▶ REQUIREMENT
Find every line in the records below that contains the word "lamb" and copy each of those lines. Only matches with the same capitalization count.

--- START EXTRACTED MATERIAL ---

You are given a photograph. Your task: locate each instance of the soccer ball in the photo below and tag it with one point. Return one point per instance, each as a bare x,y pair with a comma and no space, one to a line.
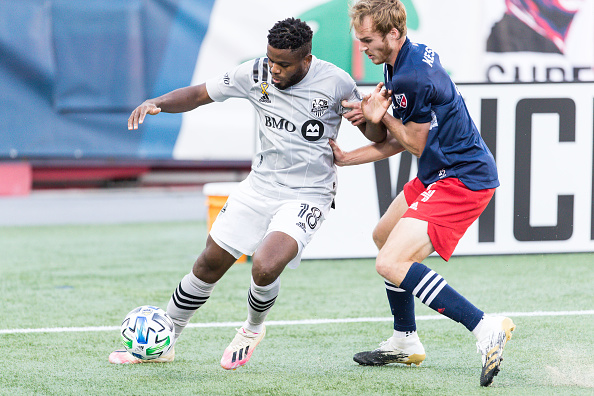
147,332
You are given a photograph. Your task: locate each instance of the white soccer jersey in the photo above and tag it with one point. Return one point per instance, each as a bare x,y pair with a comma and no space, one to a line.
295,160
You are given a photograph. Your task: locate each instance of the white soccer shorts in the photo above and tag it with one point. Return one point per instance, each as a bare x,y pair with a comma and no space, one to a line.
248,217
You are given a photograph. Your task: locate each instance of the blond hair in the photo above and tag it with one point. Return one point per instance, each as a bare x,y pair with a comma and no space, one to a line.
385,15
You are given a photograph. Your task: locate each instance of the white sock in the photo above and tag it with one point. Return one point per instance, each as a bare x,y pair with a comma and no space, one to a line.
481,328
190,294
260,302
402,334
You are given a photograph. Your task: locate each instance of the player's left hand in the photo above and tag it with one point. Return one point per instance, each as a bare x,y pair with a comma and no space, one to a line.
375,105
354,114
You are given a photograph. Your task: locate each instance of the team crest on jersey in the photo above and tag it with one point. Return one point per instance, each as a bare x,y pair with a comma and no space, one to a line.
312,130
401,101
319,107
264,98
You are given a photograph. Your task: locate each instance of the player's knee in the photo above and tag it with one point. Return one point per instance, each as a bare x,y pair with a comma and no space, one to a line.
378,238
389,268
382,265
263,272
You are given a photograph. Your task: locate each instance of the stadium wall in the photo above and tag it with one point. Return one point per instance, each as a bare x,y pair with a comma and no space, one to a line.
542,138
71,72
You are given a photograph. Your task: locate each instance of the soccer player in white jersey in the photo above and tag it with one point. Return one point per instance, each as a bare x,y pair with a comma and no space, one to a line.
287,195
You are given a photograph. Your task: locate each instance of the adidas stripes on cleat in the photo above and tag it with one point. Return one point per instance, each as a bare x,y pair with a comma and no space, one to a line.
491,347
241,348
123,357
407,351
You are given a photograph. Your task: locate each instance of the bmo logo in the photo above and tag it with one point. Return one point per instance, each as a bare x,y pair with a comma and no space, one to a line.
312,130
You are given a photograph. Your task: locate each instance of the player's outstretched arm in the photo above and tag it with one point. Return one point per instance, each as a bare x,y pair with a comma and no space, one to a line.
370,153
177,101
412,136
374,132
375,105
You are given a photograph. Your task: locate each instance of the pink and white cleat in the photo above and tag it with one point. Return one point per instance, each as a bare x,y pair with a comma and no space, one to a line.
122,356
241,348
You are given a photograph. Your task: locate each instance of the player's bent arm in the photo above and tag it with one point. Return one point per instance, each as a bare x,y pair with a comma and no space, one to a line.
375,132
370,153
183,99
177,101
412,136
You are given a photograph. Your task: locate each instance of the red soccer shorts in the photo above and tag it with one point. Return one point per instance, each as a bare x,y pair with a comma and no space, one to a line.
448,206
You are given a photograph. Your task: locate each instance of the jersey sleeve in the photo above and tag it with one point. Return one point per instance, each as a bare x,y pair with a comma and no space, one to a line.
235,83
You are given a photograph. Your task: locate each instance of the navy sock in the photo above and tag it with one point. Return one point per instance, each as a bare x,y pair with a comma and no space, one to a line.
435,292
402,304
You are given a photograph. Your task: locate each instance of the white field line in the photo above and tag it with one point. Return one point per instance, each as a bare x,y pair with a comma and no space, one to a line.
293,322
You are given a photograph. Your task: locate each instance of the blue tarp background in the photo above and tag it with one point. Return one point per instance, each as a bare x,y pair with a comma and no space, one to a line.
71,72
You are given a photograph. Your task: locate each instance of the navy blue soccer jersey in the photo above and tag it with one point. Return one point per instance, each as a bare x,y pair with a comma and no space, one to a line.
422,92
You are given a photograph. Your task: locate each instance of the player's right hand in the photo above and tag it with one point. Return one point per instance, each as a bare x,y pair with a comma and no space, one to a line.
339,155
137,116
352,112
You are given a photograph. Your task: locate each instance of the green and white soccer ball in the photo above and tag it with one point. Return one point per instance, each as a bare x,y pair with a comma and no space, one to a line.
147,332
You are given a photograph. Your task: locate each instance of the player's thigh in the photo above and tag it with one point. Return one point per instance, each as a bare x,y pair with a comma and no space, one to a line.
300,220
389,220
272,256
243,222
407,243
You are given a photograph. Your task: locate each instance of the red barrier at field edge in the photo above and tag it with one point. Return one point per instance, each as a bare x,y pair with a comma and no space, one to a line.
15,178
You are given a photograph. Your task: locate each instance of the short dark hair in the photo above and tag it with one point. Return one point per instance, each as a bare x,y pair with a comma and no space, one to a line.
291,33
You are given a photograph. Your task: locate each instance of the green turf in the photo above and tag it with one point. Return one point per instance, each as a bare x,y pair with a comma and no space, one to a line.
78,276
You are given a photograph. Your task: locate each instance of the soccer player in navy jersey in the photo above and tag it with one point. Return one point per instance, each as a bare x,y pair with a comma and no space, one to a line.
456,179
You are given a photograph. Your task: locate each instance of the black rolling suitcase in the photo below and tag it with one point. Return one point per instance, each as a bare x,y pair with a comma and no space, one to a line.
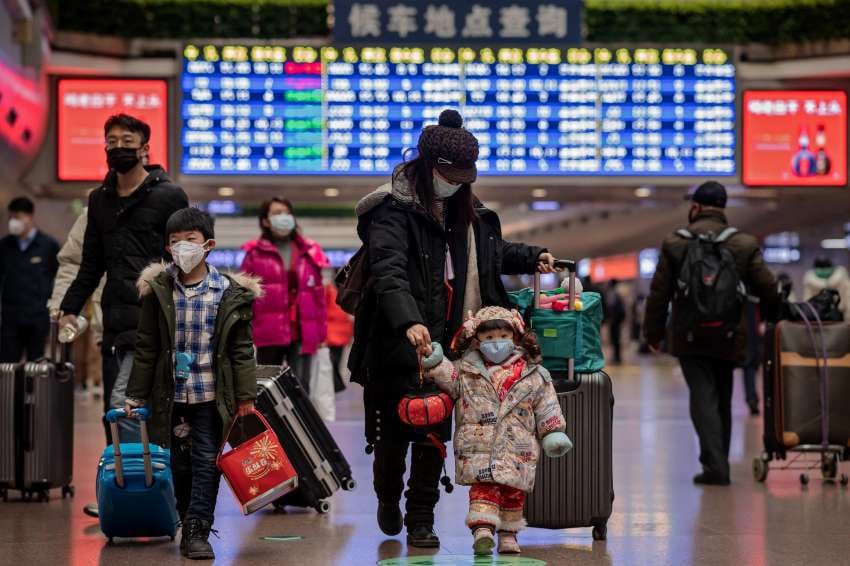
577,490
315,455
37,425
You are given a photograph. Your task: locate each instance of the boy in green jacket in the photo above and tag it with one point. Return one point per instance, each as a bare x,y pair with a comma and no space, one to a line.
194,366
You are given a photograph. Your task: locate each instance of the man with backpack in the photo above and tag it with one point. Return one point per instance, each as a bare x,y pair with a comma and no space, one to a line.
707,270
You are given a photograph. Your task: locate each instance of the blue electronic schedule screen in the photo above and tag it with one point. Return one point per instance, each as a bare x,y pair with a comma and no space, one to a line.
273,110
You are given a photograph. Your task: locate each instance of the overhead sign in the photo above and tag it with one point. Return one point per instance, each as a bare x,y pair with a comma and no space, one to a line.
795,138
274,110
84,105
498,22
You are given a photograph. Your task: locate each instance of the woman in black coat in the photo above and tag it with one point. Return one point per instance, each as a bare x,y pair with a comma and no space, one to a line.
435,253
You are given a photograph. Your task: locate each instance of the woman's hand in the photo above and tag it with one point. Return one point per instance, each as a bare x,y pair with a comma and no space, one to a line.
420,338
546,263
244,408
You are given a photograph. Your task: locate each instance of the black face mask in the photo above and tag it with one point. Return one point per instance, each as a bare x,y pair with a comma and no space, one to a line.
122,159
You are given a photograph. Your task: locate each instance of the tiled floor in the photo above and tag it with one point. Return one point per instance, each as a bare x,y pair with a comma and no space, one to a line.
659,516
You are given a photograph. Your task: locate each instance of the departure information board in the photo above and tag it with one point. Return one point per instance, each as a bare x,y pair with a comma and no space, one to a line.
274,110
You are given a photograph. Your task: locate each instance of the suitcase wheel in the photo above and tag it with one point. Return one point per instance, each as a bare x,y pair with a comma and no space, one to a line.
760,469
600,532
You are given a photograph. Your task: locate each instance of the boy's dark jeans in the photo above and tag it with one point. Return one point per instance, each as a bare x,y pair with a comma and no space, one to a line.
193,455
423,486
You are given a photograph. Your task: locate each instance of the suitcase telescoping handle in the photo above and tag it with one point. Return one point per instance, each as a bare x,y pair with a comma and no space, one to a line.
570,267
142,414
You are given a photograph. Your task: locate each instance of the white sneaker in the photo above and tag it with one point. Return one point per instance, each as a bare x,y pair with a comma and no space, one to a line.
483,542
508,543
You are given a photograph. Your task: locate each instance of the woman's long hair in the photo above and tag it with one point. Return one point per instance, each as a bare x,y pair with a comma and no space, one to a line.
459,208
267,233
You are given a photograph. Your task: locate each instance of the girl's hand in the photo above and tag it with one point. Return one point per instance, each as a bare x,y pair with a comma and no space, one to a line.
244,408
420,338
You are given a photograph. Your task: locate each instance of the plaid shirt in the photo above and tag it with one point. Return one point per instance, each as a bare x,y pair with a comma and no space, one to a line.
196,309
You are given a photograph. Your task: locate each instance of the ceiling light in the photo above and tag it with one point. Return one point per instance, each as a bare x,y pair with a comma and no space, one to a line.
834,244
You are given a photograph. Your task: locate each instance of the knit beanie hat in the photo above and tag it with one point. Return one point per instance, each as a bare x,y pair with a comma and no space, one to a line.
451,148
470,327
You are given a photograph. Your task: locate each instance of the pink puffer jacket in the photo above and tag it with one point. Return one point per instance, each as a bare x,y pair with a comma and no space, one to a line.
273,313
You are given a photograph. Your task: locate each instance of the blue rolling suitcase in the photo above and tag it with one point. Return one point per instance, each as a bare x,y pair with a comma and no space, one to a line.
135,491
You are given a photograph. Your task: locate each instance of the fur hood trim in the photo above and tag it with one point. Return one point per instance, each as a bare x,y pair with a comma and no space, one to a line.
154,270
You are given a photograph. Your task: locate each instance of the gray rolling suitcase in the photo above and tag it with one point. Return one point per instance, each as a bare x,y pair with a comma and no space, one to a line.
37,426
577,490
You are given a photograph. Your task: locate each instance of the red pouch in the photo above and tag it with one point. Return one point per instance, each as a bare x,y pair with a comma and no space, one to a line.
257,469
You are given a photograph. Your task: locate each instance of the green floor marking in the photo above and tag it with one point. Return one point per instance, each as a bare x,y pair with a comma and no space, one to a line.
449,560
280,538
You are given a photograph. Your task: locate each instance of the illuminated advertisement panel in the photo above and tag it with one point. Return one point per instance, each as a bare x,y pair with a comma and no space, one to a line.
84,106
794,138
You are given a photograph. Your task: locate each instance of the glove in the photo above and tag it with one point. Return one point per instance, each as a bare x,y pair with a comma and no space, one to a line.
436,357
556,444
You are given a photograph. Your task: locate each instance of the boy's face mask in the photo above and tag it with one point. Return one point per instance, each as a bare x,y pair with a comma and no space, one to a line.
496,351
187,255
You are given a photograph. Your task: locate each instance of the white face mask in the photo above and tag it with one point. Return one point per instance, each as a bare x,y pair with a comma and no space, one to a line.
16,227
187,255
445,189
283,223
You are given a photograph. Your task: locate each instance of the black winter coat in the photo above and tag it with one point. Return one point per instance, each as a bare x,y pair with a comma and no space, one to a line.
26,277
123,236
407,250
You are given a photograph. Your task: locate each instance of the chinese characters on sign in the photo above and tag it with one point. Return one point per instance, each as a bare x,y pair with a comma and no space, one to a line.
535,111
423,22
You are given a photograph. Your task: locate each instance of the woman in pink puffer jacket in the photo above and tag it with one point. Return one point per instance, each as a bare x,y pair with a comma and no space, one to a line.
290,320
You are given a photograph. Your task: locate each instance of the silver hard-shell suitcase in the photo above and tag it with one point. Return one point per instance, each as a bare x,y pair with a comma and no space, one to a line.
321,466
8,373
577,490
40,424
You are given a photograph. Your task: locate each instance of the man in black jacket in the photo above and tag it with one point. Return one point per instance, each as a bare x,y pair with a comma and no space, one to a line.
28,266
707,356
125,233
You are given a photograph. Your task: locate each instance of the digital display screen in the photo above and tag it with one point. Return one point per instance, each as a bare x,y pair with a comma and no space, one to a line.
272,110
84,105
794,138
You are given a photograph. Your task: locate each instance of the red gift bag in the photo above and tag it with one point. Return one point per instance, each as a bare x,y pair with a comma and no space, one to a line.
257,469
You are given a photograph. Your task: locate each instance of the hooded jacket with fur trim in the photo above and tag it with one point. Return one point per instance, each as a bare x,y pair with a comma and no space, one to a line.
234,365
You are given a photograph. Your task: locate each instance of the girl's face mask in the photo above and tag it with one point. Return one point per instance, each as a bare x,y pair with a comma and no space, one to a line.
187,255
496,351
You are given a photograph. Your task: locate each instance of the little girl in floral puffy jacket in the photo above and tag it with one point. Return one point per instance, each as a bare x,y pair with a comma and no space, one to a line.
505,402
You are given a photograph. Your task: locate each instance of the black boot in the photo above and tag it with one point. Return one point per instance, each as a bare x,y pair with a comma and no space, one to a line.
196,534
389,518
422,536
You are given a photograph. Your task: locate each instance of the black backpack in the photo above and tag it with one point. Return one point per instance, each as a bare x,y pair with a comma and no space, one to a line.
710,293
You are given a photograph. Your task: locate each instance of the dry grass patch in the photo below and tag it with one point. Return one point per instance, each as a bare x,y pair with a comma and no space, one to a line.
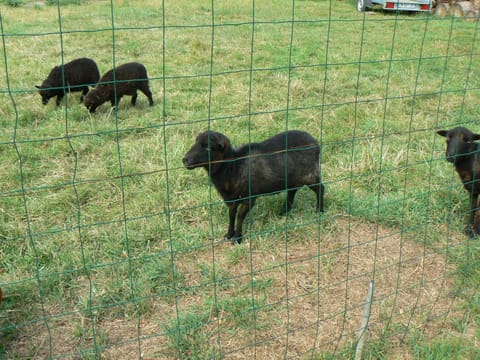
252,304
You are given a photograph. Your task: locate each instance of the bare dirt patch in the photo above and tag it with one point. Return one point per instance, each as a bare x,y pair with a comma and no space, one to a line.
308,295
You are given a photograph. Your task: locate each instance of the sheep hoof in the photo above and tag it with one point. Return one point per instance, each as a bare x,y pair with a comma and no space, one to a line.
470,232
236,239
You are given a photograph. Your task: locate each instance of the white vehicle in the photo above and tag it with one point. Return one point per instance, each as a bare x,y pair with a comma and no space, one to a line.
396,5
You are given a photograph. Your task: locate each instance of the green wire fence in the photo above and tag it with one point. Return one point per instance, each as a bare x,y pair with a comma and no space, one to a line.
111,248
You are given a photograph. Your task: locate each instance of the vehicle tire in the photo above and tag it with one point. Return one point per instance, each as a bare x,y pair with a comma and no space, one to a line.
361,5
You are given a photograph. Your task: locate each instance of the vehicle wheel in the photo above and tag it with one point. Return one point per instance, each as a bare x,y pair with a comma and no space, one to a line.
361,5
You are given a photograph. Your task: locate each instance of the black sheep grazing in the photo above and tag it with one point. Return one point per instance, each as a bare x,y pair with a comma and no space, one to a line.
129,78
284,162
78,74
463,152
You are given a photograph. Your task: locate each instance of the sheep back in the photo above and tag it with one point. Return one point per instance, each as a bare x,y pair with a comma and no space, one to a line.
76,75
125,79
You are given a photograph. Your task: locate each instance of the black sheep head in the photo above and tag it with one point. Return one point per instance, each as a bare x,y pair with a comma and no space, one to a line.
460,143
46,92
210,148
92,101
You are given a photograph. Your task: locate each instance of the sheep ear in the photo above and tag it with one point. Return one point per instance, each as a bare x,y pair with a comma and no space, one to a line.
222,144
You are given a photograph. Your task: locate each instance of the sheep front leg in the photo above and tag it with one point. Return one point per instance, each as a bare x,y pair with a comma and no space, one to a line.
232,213
245,207
472,228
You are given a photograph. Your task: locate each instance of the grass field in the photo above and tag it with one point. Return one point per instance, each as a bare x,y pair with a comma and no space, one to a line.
111,249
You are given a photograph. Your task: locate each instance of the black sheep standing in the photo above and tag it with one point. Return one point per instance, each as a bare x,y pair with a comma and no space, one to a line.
77,75
128,79
285,162
464,153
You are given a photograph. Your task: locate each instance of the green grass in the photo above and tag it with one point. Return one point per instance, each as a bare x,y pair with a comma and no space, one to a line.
101,223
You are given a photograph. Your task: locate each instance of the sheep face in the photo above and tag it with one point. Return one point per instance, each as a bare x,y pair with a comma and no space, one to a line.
209,147
92,101
460,143
46,92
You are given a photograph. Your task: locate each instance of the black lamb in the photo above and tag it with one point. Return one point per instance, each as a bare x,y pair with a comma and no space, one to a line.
77,75
464,153
128,79
284,162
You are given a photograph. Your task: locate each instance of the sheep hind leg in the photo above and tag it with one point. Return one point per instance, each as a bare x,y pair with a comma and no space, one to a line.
134,99
288,204
148,94
232,214
319,190
245,207
473,228
84,92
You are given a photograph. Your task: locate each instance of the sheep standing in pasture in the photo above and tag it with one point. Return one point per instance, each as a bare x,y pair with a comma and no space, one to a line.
284,162
77,75
464,153
127,79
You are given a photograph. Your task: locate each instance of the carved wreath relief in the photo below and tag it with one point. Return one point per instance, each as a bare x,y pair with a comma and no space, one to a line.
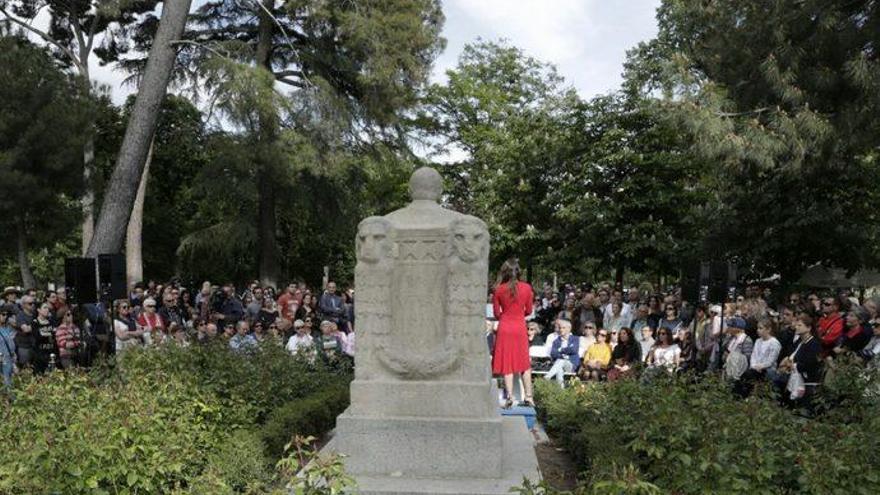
419,292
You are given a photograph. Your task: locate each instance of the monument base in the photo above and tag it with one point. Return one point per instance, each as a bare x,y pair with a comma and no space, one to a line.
518,460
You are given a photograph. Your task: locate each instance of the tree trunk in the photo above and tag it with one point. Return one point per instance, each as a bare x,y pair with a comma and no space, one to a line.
119,198
134,256
88,199
268,244
618,275
266,222
27,275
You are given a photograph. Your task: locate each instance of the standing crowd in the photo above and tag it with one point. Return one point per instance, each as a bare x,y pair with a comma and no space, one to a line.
602,332
43,330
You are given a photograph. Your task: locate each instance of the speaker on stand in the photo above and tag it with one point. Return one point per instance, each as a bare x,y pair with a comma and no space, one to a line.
81,281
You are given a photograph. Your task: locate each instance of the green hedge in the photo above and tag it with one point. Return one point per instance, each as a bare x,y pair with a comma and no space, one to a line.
691,436
169,420
309,416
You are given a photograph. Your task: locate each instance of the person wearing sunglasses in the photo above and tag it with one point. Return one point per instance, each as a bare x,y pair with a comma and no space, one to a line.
597,357
831,325
565,353
671,321
127,333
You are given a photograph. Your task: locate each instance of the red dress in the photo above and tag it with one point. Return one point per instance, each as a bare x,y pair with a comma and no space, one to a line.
511,353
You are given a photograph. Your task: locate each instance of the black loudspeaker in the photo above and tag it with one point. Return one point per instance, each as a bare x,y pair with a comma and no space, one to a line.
690,283
721,280
81,280
111,277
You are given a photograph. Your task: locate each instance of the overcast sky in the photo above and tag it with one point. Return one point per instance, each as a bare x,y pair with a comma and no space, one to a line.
586,39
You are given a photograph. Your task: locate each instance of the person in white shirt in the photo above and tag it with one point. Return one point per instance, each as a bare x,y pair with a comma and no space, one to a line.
615,319
301,340
666,353
764,356
871,352
647,341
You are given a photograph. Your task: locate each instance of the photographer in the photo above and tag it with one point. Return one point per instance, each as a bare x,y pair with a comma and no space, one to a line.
68,338
227,307
7,344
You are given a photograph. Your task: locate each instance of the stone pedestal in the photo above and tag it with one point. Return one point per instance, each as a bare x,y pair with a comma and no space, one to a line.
423,417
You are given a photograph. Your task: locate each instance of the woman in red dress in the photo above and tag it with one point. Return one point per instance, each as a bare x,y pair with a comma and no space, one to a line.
511,303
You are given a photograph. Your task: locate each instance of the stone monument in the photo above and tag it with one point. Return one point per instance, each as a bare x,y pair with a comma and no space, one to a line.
424,415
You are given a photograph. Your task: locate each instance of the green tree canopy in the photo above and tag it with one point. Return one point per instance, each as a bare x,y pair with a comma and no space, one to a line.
42,115
783,98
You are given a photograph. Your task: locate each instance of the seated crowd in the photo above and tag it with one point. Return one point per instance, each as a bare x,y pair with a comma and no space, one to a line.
606,333
41,330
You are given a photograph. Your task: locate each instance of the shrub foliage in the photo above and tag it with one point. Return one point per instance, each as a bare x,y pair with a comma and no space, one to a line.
688,436
164,420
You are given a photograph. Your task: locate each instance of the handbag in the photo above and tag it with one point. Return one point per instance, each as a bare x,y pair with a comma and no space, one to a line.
796,386
735,365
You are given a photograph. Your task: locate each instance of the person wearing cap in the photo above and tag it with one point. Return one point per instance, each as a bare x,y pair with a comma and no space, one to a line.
243,339
7,344
301,340
737,347
705,339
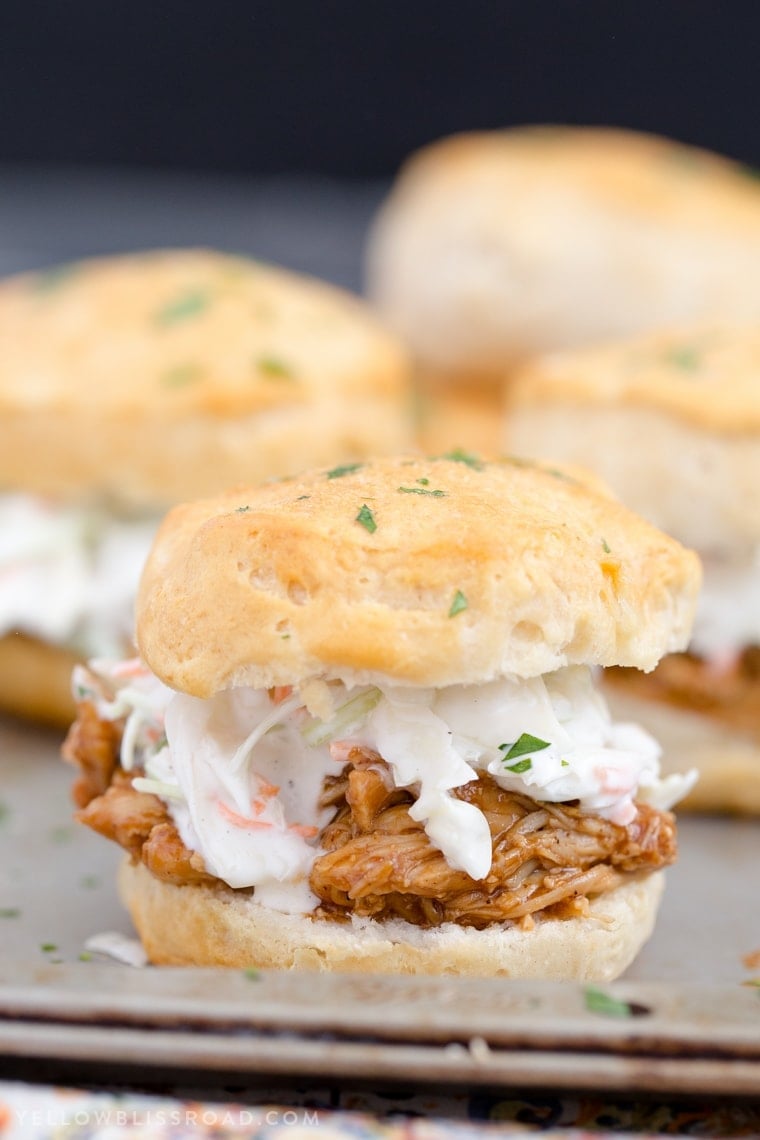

--- END EXTRACTED MATERIAL ---

▶ OUTPUT OF THE TASK
You are given a photograph. Your task: locate each instance of the black lamb in the photo above and tag it with one point. Return one point per instance, each as a bare x,y pair with a comma and no space, one to a line.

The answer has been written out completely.